Short problem:
Can you recast every item below as a JSON list of strings, one string per line, with blank lines skipped and the pictures left out?

Pointing items for named objects:
— BEGIN —

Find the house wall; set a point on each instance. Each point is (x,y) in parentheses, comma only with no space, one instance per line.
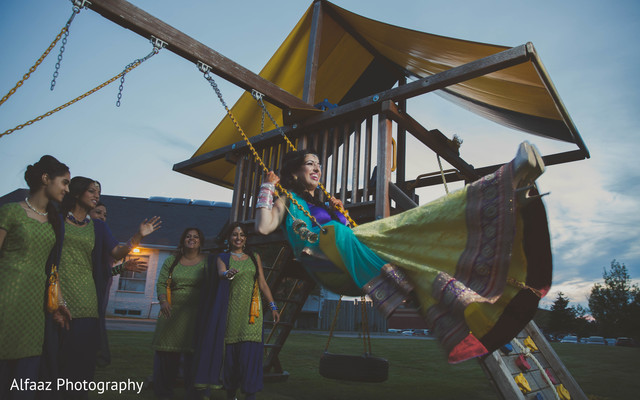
(136,304)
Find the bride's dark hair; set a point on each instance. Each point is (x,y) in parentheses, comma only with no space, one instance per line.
(291,164)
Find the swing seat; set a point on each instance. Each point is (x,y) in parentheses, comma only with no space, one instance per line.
(364,368)
(328,274)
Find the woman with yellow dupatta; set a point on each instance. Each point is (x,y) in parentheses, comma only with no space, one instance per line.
(475,262)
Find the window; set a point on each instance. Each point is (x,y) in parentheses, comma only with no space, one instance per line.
(134,281)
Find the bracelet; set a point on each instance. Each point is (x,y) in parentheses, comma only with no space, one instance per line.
(265,197)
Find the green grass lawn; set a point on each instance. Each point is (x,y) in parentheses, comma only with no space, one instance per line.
(418,370)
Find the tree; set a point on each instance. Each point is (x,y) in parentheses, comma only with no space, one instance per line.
(562,317)
(615,304)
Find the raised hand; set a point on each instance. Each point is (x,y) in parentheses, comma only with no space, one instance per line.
(272,178)
(135,265)
(148,226)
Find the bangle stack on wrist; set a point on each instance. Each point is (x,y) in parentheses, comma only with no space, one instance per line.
(265,197)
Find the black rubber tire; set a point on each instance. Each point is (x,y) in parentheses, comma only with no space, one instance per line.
(362,368)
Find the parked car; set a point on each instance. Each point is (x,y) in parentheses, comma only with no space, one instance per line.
(596,340)
(627,342)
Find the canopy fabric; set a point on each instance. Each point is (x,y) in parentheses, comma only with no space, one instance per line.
(516,97)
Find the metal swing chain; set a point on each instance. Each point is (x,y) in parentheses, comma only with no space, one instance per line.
(157,46)
(77,6)
(205,69)
(333,325)
(26,76)
(129,68)
(258,96)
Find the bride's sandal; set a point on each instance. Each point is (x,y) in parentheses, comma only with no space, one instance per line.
(524,196)
(527,165)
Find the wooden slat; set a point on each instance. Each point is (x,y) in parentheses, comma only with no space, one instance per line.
(355,177)
(236,203)
(383,206)
(313,55)
(403,201)
(334,161)
(346,133)
(324,156)
(246,185)
(367,157)
(401,144)
(137,20)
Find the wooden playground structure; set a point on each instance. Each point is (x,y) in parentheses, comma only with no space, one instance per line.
(361,138)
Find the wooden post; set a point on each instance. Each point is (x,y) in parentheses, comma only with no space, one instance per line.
(311,71)
(383,202)
(401,146)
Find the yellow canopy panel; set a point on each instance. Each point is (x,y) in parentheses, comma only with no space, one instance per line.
(520,97)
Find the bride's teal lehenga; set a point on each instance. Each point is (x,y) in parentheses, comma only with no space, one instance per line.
(475,261)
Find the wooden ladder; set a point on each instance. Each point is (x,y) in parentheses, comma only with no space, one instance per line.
(504,365)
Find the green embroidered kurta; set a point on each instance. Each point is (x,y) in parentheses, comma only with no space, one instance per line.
(240,291)
(177,333)
(22,282)
(76,271)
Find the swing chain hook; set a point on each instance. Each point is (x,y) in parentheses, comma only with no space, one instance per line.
(158,45)
(77,6)
(206,70)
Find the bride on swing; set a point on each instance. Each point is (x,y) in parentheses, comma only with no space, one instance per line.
(475,263)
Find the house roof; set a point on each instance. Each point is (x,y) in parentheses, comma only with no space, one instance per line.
(126,213)
(359,57)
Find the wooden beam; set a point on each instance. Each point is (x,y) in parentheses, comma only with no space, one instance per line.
(403,202)
(383,174)
(369,104)
(137,20)
(551,159)
(313,55)
(435,140)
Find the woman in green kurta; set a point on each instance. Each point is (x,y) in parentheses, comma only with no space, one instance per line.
(27,237)
(243,336)
(88,251)
(179,284)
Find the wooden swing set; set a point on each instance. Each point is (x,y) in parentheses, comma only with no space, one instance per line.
(343,136)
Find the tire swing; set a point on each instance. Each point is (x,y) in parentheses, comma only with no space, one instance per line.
(364,368)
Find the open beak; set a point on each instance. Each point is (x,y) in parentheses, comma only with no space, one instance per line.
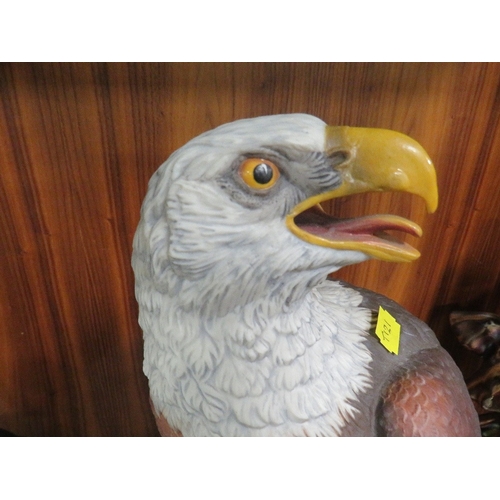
(376,160)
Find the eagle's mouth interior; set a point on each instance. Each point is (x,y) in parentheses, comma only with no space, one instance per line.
(371,229)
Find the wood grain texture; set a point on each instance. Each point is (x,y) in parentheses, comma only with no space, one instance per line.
(78,145)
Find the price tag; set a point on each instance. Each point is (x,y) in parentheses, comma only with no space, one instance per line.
(388,330)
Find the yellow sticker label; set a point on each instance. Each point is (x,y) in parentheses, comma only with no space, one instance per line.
(388,330)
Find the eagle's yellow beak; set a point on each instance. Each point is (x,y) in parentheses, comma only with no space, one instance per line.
(375,160)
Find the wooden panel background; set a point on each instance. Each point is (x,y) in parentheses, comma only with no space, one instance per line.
(78,143)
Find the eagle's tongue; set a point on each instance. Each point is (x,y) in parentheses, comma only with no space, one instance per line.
(318,223)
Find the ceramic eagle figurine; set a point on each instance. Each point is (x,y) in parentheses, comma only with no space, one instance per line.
(244,334)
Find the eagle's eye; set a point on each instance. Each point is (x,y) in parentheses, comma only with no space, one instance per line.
(258,173)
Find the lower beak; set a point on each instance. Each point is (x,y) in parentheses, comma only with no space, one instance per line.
(376,160)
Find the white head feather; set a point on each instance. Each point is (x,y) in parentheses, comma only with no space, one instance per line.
(240,327)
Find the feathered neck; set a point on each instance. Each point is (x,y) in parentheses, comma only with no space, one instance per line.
(248,373)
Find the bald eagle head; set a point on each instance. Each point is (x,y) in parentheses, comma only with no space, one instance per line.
(233,216)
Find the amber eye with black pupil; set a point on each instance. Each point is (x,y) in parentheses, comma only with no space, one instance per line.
(258,173)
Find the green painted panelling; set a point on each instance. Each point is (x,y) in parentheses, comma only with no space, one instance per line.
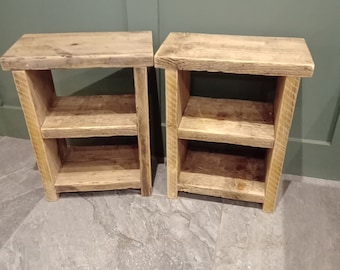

— END —

The result:
[
  "Find the house wall; set a point on each instance. Each point is (x,y) in parentheses, comma only with no space, one instance per line.",
  "(136,304)",
  "Find the bride's dark hair; set a point on each instance. Each point is (x,y) in parentheses, comma only with no space, one instance per line.",
  "(291,164)",
  "Find the swing seat; set a point on each instance. Each point is (x,y) in parentheses, comma only with no space, one instance per line.",
  "(364,368)",
  "(328,274)",
  "Find the woman with yellow dupatta; set a point on each instance. Each point is (x,y) in parentheses, comma only with no space, one instance per line.",
  "(475,262)",
  "Find the window; set a point on each instance. Each point is (x,y) in parentheses, comma only with no space, one instance per line.",
  "(134,281)",
  "Find the bracelet; set a point on each instance. Each point is (x,y) in parentheses, comma only with no space, one instance per line.",
  "(265,197)",
  "Find the green grass lawn; set a point on each instance. Each point is (x,y) in parentheses, comma only with no space, one instance per line.",
  "(418,370)",
  "Find the tree; set a point on each instance. Each point is (x,y) in parentheses, comma only with no space, one instance per line.",
  "(562,317)",
  "(615,304)",
  "Find the raised hand; set a point on each instance. Each point is (x,y) in parentheses, comma only with no space, one instance per line.",
  "(272,178)",
  "(135,265)",
  "(148,226)",
  "Find the bangle stack on wrist; set a point on each instance. Each point is (x,y) in parentheses, comma only with no space, one instance per line.",
  "(265,197)",
  "Find the black rubber tire; set a point on each instance. Each point is (x,y) in parentheses, comma only with no space, one instance per line.",
  "(362,368)",
  "Find the parked car; set a point on each instance. Each point is (x,y) in parentheses, comma only with no space, one instance per line.",
  "(596,340)",
  "(627,342)",
  "Find the canopy fabric; set a point on each instance. Each point is (x,y) in parentheses, comma only with no space, one instance per line.",
  "(516,97)",
  "Find the metal swing chain; set a point on each instance. Each point is (x,y) in parentheses, comma only with no space, one instance per line.",
  "(157,46)",
  "(77,6)",
  "(205,69)",
  "(333,325)",
  "(26,76)",
  "(129,68)",
  "(258,96)",
  "Find the bride's sandal; set a point on each instance. Each point is (x,y) in parentheses, comma only with no space, one instance per line.",
  "(524,196)",
  "(527,165)",
  "Find the wooden slat; set a point on each instance. Each point is (x,y) in parentheses, comma only with no space, one instance per line.",
  "(355,177)",
  "(236,203)",
  "(383,206)",
  "(313,55)",
  "(403,201)",
  "(334,161)",
  "(346,133)",
  "(324,156)",
  "(246,185)",
  "(367,157)",
  "(401,144)",
  "(137,20)",
  "Find the wooden playground structure; set a point on each instance. Each point is (x,y) in parentheses, comma only with no space, one instance per line.",
  "(361,138)",
  "Find the wooden post; set a point on each instance. Each point is (x,y) in parentheses, comma only with no space, one instance per line.",
  "(311,71)",
  "(383,202)",
  "(401,146)",
  "Find the yellow canopy panel; set a point on each instance. Each point is (x,y) in parentheses, comma only with no space, one instance per line.",
  "(520,97)",
  "Find the bride's teal lehenga; set a point on each instance. Each point is (x,y) in parentheses, comma only with no space, one instance per line.",
  "(475,261)",
  "Find the wooden ladder; set a point on each instance. Each point is (x,y) in parentheses, comma only with no space, one instance per line.",
  "(504,365)",
  "Find the green embroidered kurta; set a point on each instance. Each point is (x,y) in parentheses, comma only with no space, one instance per line.",
  "(240,291)",
  "(177,333)",
  "(22,282)",
  "(76,271)",
  "Find the swing chain hook; set a point on each instance. Each point is (x,y) in parentheses, comma only with no space, one instance per line.",
  "(158,45)",
  "(77,6)",
  "(206,70)",
  "Find the bride on swing; set a point on each instance. Each point is (x,y) in parentheses, comma only with no space, one instance per line.",
  "(475,263)",
  "Find the house roof; set a point on each instance. Each point is (x,y) in parentheses, comma only with no space, one instance per line.",
  "(126,213)",
  "(359,57)",
  "Find the wooden beam; set a point on each instance. Each point is (x,y) in parentheses, comma only with no space, one instance per line.",
  "(403,202)",
  "(383,174)",
  "(369,104)",
  "(137,20)",
  "(551,159)",
  "(313,55)",
  "(435,140)",
  "Find the woman in green kurta; set a point on each instance. Each point is (x,y) in parentheses, comma only with no space, one instance per line.",
  "(27,237)",
  "(243,336)",
  "(88,251)",
  "(179,284)",
  "Find the wooden swing set; set a point on each instance. Each point is (x,y) in parentheses, comma only with no space, one instance per line.",
  "(343,136)",
  "Find the tire swing; set a point on each instance. Each point is (x,y) in parentheses, comma only with no space, one instance per line.",
  "(364,368)",
  "Find the open beak; set a point on each instance. Each point is (x,y) in parentheses, comma only with no space, one instance per line.",
  "(376,160)",
  "Find the eagle's mouth interior; set a point on each instance. Each point is (x,y) in parentheses, comma only with no space, one instance per line.",
  "(371,229)",
  "Find the wood grain texture; set a point on each instance. Each point is (x,y) in parentheses, comma only with no space, one instance per line.",
  "(78,145)",
  "Find the price tag; set a point on each instance. Each point is (x,y) in parentheses, comma only with no space, one instance per line.",
  "(388,330)",
  "Find the yellow sticker label; set a point on each instance. Each point is (x,y) in parentheses, comma only with no space, one instance per line.",
  "(388,330)",
  "Find the eagle's yellow beak; set a point on each instance. Each point is (x,y) in parentheses, comma only with no space, one instance per line.",
  "(375,160)",
  "Find the wooden panel background; set a point on each instance. Each point is (x,y) in parentheses, comma only with no space, one instance per line.",
  "(78,143)",
  "Find the eagle's tongue; set a point on each instance. Each point is (x,y) in parentheses, comma only with no space, one instance per line.",
  "(318,223)",
  "Find the ceramic eagle figurine; set a point on each instance. Each point is (x,y) in parentheses, comma only with no space, one instance per line.",
  "(244,334)",
  "Find the eagle's eye; set a point on each instance. Each point is (x,y) in parentheses, comma only with no space, one instance per line.",
  "(258,173)",
  "Find the lower beak; set a point on each instance. Each point is (x,y) in parentheses, comma only with no space, one instance per line.",
  "(376,160)",
  "Find the white head feather; set a point on each instance. Each point is (x,y) in parentheses, comma only with no space, one instance per line.",
  "(240,327)",
  "Find the feathered neck; set a point on each instance. Each point is (x,y) in parentheses, comma only with no space, one instance per line.",
  "(248,373)",
  "Find the bald eagle head; set a point on each instance. Each point is (x,y) in parentheses, comma only with no space, one instance per line.",
  "(233,216)",
  "Find the amber eye with black pupil; set a point on each instance. Each point is (x,y) in parentheses, comma only with no space, one instance per line.",
  "(258,173)",
  "Find the green painted panelling; set a point on each instance. Each point is (x,y) in parentheses, comma only with no space, one instance per line."
]